_Do this_
Report each line of the listing below that contains the word "head", reproducing every such line in full.

[Data lines]
━━━━

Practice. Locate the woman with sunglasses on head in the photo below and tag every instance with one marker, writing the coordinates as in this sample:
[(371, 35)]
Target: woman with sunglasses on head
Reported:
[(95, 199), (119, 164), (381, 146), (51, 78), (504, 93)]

━━━━

_Result of this task_
Practice. Locate the woman with sunglasses on head in the photo below and tag every instance with one marker, writing the coordinates as in this sample:
Target: woman with sunglasses on head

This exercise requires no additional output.